[RECORDED DATA]
+---+
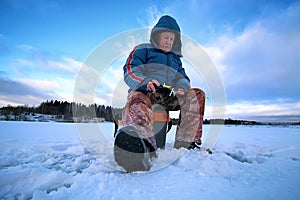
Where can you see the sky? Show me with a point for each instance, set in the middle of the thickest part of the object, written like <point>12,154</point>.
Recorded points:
<point>254,45</point>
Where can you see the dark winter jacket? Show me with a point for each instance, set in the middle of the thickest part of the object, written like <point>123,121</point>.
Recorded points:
<point>147,62</point>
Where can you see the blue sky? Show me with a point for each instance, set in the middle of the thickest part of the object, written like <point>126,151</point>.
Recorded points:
<point>255,45</point>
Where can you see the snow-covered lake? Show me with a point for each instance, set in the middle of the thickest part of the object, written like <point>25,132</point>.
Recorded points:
<point>50,161</point>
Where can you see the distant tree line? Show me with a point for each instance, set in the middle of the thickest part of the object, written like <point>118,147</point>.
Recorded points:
<point>66,109</point>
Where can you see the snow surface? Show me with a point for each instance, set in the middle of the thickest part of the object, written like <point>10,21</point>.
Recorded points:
<point>49,161</point>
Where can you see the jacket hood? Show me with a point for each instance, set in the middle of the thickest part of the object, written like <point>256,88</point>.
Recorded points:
<point>167,23</point>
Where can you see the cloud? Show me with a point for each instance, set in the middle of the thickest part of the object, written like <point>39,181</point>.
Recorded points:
<point>14,92</point>
<point>36,76</point>
<point>262,63</point>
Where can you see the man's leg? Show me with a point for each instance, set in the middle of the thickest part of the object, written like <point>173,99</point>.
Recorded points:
<point>189,129</point>
<point>138,112</point>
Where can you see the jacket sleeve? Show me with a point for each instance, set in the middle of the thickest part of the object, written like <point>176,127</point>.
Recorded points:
<point>182,80</point>
<point>134,68</point>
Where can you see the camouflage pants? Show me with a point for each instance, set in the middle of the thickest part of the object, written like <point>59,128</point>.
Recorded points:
<point>139,112</point>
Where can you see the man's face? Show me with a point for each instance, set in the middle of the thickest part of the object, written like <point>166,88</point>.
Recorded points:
<point>165,41</point>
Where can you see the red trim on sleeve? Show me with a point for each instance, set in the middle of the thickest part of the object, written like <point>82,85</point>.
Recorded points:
<point>131,74</point>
+---+
[EXERCISE] Rewrite all of the entries above, swapping every instance of "Recorded points" for "Logged points" and keeping everything else the same. Leave out the pictures.

[EXPECTED ANSWER]
Where can you see the sky? Show me with a point for each instance, set in the middle of the thickest part of the object, written like <point>12,154</point>.
Logged points:
<point>254,45</point>
Where can you see the dark winter jacket? Show me with a point for each instance, set in the middle of the thickest part of the object, written like <point>123,121</point>.
Logged points:
<point>147,62</point>
Where can you see the blue sky? Show me with a point for each instance, set in the middle of the thickest part of the object, written like <point>126,151</point>.
Logged points:
<point>255,45</point>
Where can you see the snow-covered lake? Show me with a point for each instance, set in the middle of the thickest part of the object, written like <point>25,132</point>.
Logged points:
<point>50,161</point>
Where can you see the distant tree line? Show me with a point for each instance, set in the middle of the thickest part of the object, written like <point>118,147</point>.
Logged points:
<point>66,109</point>
Where can you see the snow surface? Show me with a point for each instance, set in the middle of the thickest part of the object, written like <point>10,21</point>.
Logged points:
<point>49,161</point>
Where can you see the jacket hood? Show me with a point for each instance, set in the middle of the thickest part of the object, written like <point>256,88</point>.
Logged points:
<point>167,23</point>
Where can you see the cloud? Show me with a point for each instance, set in the middle of the thickest part of the object, written like <point>39,181</point>.
Logged points:
<point>14,92</point>
<point>36,76</point>
<point>262,63</point>
Where can you see the man's leg? Show me with a point for each instance, set in the middle of the thickest part of the object, written like <point>173,99</point>.
Logged points:
<point>189,129</point>
<point>138,112</point>
Where can you see the jacket sleeve? Show me with a point for each instance, set in the middle of the thickest part of the object, written like <point>176,127</point>.
Logged points:
<point>182,80</point>
<point>134,68</point>
Where can you see the camouflage pants? Show me with a point for each instance, set in the middle of the thickest part of the object, written like <point>59,128</point>.
Logged points:
<point>139,112</point>
Where can you see the man's face? Show me with a point for each instance, set in the middle of the thickest part of the object, written like <point>166,88</point>.
Logged points:
<point>165,41</point>
Where can you see the red trim on sleeve? Show me with a point for each instance, set in the middle of the thickest part of the object, written like <point>82,85</point>.
Logged points:
<point>131,74</point>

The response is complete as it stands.